Your goal ->
Reproduce the entries below with every occurrence of "windshield" changed to "windscreen" and all other text left unchanged.

begin Stored data

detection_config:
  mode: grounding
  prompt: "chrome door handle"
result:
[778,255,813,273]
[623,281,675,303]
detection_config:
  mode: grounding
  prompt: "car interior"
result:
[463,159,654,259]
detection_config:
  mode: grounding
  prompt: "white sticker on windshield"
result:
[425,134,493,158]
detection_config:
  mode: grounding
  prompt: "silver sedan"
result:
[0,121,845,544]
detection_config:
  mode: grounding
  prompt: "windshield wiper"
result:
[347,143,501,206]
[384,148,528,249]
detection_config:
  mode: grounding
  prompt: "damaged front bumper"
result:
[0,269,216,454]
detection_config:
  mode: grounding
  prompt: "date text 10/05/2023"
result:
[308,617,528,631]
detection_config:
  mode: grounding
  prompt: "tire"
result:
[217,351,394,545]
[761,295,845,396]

end Stored data

Reply to the task ->
detection_config:
  mode: grounding
  prompt: "chrome door handle"
result:
[778,255,813,273]
[623,281,675,303]
detection_config:
  mode: grounding
  prompt: "car interior"
result:
[463,159,654,259]
detection_config:
  mode: grounding
  prompt: "white sticker on windscreen"
result:
[425,134,493,158]
detection_config:
  mode: grounding
  prompt: "silver sedan"
result:
[0,121,845,544]
detection_config:
  mode: grounding
  prompt: "windscreen wiper"
result:
[347,143,501,206]
[384,148,528,249]
detection_config:
  mode: grounding
  prompt: "damaged front bumper"
result:
[0,269,216,454]
detection_config:
  mode: grounding
  prompt: "date text 10/05/2023"
result:
[308,617,528,631]
detection_config:
  mode: grounding
  prompt: "tire"
result:
[217,351,394,545]
[761,295,845,396]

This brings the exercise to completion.